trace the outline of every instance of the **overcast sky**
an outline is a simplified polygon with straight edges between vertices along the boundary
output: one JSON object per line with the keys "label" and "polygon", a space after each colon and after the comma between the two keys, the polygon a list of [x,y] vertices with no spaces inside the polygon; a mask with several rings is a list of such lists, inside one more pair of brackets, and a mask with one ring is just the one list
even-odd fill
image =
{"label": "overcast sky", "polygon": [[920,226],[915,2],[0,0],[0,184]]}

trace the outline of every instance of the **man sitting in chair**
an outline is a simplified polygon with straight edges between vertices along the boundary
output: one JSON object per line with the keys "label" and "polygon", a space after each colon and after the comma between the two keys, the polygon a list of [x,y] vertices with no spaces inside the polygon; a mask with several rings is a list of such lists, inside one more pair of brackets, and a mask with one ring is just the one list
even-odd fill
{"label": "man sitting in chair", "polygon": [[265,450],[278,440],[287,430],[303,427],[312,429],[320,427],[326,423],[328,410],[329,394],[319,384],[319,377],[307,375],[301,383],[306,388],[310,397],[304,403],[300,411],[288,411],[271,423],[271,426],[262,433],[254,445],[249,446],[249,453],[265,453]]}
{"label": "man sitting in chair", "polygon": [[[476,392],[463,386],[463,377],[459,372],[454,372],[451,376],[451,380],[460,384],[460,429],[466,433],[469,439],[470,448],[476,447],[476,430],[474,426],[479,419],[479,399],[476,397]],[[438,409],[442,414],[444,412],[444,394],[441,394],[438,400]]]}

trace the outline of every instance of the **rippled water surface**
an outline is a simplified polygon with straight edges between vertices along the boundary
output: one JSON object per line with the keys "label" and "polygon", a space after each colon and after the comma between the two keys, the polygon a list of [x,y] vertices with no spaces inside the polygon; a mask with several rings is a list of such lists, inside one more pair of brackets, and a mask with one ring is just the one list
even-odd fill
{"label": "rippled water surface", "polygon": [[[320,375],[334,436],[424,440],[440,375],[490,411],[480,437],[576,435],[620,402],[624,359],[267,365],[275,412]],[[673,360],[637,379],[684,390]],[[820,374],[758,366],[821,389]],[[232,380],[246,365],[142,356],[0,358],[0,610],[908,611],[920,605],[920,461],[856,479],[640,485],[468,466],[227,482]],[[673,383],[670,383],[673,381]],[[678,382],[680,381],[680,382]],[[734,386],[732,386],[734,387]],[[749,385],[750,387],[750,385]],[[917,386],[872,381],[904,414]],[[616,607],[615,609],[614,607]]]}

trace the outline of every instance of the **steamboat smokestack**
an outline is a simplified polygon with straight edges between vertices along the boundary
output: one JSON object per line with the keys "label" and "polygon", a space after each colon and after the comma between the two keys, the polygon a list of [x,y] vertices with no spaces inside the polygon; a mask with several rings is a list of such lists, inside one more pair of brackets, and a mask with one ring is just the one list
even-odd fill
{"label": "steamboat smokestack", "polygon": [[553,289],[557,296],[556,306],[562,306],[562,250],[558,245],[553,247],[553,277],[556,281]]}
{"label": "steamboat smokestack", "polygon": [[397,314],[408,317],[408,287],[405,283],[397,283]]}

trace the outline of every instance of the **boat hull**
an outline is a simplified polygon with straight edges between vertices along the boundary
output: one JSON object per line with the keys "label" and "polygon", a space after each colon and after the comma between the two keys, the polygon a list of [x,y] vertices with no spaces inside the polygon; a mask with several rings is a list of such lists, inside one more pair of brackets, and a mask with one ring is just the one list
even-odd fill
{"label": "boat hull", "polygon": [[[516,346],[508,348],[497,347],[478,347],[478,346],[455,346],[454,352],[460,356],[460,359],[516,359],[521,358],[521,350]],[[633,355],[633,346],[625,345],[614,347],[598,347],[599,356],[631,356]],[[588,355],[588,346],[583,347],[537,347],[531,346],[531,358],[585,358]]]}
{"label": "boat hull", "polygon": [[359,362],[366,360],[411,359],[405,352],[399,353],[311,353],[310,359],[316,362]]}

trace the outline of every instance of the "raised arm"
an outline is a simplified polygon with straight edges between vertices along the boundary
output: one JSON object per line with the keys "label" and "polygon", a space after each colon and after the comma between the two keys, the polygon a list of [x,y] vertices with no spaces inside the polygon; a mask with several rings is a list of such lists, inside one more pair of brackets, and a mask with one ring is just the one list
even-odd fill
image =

Exercise:
Write out the lines above from the one containing "trace the outline of every instance of the **steamboat" through the last, exactly as they are.

Exercise answer:
trace the outline of every instance of the **steamboat smokestack**
an outline is a simplified polygon with straight edges between vertices along the boundary
output: one JSON object per line with the keys "label" and "polygon", a space after each colon and after the comma between the two keys, the polygon a list of [x,y] vertices with no spaces inside the polygon; a mask with several rings is a list of such lists, inside one more pair of brackets, and a mask with one ring is just the one list
even-odd fill
{"label": "steamboat smokestack", "polygon": [[553,289],[557,296],[556,306],[562,306],[562,250],[558,245],[553,247],[553,277],[556,281]]}
{"label": "steamboat smokestack", "polygon": [[397,314],[408,317],[408,287],[405,283],[397,283]]}

trace the outline of every instance of the **boat hull**
an outline is a simplified polygon with straight edges between vertices along the boundary
output: one JSON object per line with the keys "label" and "polygon", a space after each colon and after the comma between the two keys, the polygon a list of [x,y] vertices with no spaces inside the polygon; a mask with several rings is a list of such lists, inside one more pair of brackets, and a mask with one ring is just the one list
even-odd fill
{"label": "boat hull", "polygon": [[[516,346],[508,348],[497,347],[478,347],[478,346],[455,346],[454,352],[460,356],[460,359],[516,359],[521,358],[521,350]],[[633,355],[633,346],[625,345],[614,347],[598,347],[599,356],[631,356]],[[588,355],[588,346],[583,347],[537,347],[531,346],[531,358],[585,358]]]}
{"label": "boat hull", "polygon": [[359,362],[366,360],[411,359],[405,352],[399,353],[311,353],[310,359],[316,362]]}

trace the outline of every instance of the "raised arm"
an outline is a simplified polygon with straight edges between vertices along the boundary
output: one JSON object per line with the keys "label" and "polygon", a space after each colon and after the comma between the two keys, the polygon a list of [x,y] vertices with no spaces inside the polygon; a mask with several rings is a list of such lists, inside one more pair of brackets, and a mask with one ring is just the one list
even-odd fill
image =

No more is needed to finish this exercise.